Given the entries below, please return each one exactly.

..............................

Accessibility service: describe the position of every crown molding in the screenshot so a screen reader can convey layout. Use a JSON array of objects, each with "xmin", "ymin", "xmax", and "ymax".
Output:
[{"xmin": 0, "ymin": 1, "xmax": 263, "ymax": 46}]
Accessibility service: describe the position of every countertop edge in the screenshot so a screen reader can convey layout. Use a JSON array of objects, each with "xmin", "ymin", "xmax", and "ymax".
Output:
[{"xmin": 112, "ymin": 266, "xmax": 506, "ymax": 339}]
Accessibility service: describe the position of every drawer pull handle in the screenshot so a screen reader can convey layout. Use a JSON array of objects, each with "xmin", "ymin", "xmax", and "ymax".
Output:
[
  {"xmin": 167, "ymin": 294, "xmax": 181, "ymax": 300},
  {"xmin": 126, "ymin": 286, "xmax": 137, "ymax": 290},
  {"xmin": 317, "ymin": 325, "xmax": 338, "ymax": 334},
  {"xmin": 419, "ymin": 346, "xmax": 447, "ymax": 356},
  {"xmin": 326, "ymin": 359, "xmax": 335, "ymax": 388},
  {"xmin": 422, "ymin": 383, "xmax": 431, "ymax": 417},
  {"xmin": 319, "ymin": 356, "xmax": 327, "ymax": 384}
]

..............................

• _Task output_
Accessibility service: describe the position of every crown molding in the screenshot so a screen reader can convey layout. Use a JSON array of objects, each with "xmin", "ymin", "xmax", and "ymax".
Output:
[{"xmin": 0, "ymin": 1, "xmax": 263, "ymax": 46}]
Accessibility service: describe the position of every countertop edge in the screenshot so a screen reader can convey layout. Use a JSON array of objects, each with "xmin", "ymin", "xmax", and "ymax".
Output:
[{"xmin": 112, "ymin": 266, "xmax": 506, "ymax": 339}]
Accessibility service: describe the position of every drawer pull handle in the screenshot so a screen reader can convey layout. Use a JSON array of objects, each with "xmin", "ymin", "xmax", and "ymax".
Output:
[
  {"xmin": 167, "ymin": 294, "xmax": 181, "ymax": 300},
  {"xmin": 126, "ymin": 286, "xmax": 137, "ymax": 290},
  {"xmin": 317, "ymin": 325, "xmax": 338, "ymax": 334},
  {"xmin": 419, "ymin": 346, "xmax": 447, "ymax": 356},
  {"xmin": 326, "ymin": 359, "xmax": 335, "ymax": 388},
  {"xmin": 422, "ymin": 383, "xmax": 431, "ymax": 417},
  {"xmin": 319, "ymin": 356, "xmax": 327, "ymax": 384}
]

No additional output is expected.